## Records taken from a collection

/---

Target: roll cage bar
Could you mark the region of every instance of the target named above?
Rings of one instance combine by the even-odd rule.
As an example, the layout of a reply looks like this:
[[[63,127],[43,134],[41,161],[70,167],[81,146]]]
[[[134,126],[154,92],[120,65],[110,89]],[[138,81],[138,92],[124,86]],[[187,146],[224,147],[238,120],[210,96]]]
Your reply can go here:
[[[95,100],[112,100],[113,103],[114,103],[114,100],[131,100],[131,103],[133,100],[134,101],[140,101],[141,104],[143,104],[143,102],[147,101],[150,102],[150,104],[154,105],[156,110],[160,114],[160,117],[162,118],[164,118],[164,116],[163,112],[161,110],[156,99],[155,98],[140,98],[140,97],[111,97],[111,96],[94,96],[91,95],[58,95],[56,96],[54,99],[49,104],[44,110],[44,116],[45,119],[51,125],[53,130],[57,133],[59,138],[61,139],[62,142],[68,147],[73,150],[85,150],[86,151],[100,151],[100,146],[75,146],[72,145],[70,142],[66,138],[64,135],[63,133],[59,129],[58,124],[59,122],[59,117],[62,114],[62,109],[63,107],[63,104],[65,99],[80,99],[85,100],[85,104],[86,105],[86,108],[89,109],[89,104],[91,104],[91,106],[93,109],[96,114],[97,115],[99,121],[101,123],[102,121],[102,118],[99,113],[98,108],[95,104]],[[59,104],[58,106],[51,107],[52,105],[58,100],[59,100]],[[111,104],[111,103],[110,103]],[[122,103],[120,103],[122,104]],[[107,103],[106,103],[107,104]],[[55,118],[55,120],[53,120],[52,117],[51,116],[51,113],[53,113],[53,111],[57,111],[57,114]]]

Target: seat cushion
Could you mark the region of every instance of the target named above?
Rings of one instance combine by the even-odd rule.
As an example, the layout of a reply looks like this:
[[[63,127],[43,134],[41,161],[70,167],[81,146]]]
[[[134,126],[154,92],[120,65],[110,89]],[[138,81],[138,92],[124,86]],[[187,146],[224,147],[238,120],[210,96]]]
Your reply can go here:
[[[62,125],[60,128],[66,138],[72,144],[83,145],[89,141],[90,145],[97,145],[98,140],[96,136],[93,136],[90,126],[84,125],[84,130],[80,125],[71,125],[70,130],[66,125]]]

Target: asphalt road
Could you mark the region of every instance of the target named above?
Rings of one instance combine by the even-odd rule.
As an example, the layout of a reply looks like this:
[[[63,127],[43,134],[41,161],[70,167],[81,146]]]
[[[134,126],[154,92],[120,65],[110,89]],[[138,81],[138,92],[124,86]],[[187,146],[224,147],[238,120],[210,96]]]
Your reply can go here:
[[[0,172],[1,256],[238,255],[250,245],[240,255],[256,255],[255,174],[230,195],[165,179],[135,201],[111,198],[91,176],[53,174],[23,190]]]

\---
/---

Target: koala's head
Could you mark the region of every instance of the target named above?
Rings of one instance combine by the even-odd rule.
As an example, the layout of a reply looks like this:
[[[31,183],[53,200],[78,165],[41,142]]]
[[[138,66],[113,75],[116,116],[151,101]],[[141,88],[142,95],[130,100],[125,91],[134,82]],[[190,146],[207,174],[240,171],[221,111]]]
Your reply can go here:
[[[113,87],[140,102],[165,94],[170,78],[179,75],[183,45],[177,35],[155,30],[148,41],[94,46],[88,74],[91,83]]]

\---

## EXERCISE REQUIREMENTS
Format the lines of the rows above, from the line containing "Target: koala's head" through the line containing "[[[31,183],[53,200],[78,165],[41,142]]]", including both, as a JSON list of strings with one string per line. Leave out any blank lines.

## EXERCISE OUTPUT
[
  "Target: koala's head",
  "Could you mark the region of every instance of the target named above?",
  "Rings of one instance combine by the even-odd rule.",
  "As an example, the layout of a reply looks like this:",
  "[[[31,183],[53,200],[78,165],[41,142]]]"
]